>> begin Page extract

32
$\begingroup$

Inspired by Peter Donnelly's talk at TED, in which he discusses how long it would take for a certain pattern to appear in a series of coin tosses, I created the following script in R. Given two patterns 'hth' and 'htt', it calculates how long it takes (i.e. how many coin tosses) on average before you hit one of these patterns.

coin <- c('h','t')

hit <- function(seq) {
    miss <- TRUE
    fail <- 3
    trp  <- sample(coin,3,replace=T)
    while (miss) {
        if (all(seq == trp)) {
            miss <- FALSE
        }
        else {
            trp <- c(trp[2],trp[3],sample(coin,1,T))
            fail <- fail + 1
        }
    }
    return(fail)
}

n <- 5000
trials <- data.frame("hth"=rep(NA,n),"htt"=rep(NA,n))

hth <- c('h','t','h')
htt <- c('h','t','t')

set.seed(4321)
for (i in 1:n) {
    trials[i,] <- c(hit(hth),hit(htt))    
}
summary(trials)

>> end Page extract

**Directive 1**:
How many trials does the script in the coin-toss post run?
The coin-toss post and the records are unrelated to each other.

>> begin Provided data

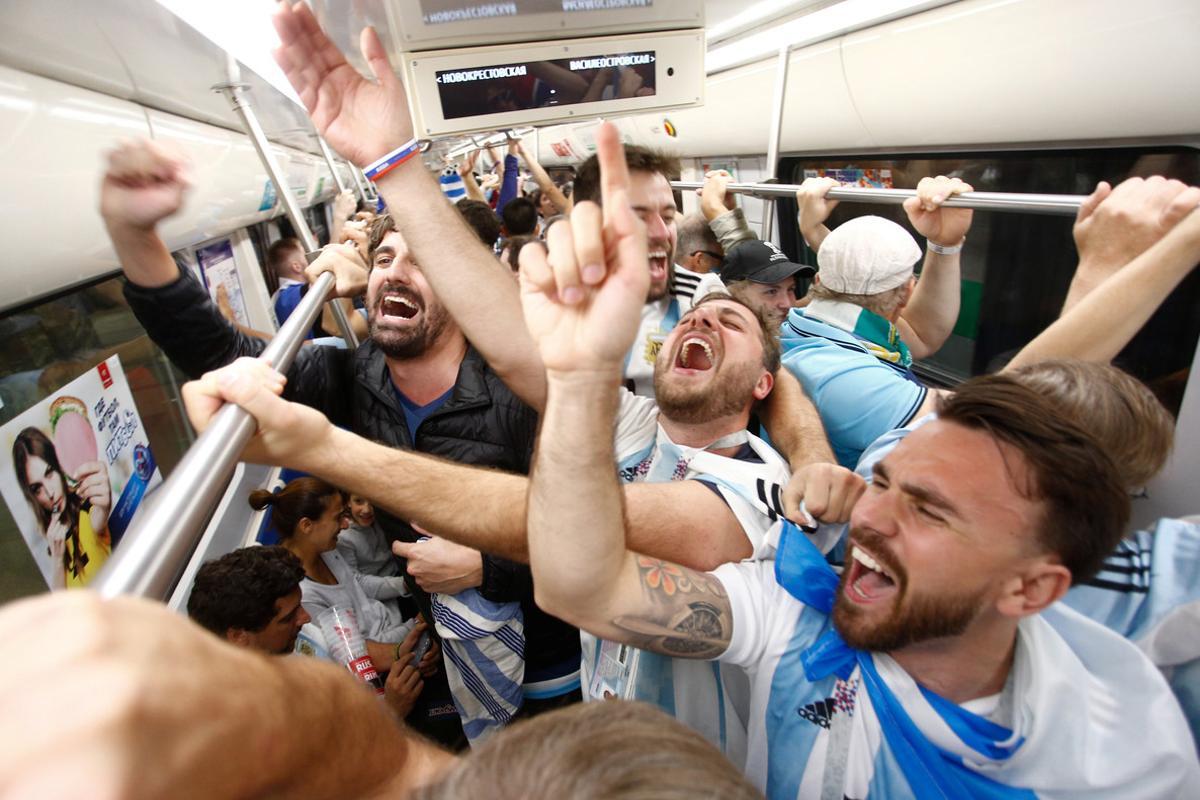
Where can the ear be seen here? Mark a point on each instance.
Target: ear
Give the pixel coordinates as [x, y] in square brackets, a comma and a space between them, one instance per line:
[907, 294]
[238, 636]
[1041, 585]
[766, 383]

>> end Provided data

**Directive 2**:
Copy all of the records that come after the coin-toss post word for word, and leave the pictures out of your answer.

**Worked solution 1**:
5000

**Worked solution 2**:
Where can the ear be seen here? Mark a point on each instance.
Target: ear
Give the pixel coordinates as [x, y] in square brackets, a comma and a space between them, one instance per line:
[907, 294]
[238, 636]
[1041, 585]
[766, 383]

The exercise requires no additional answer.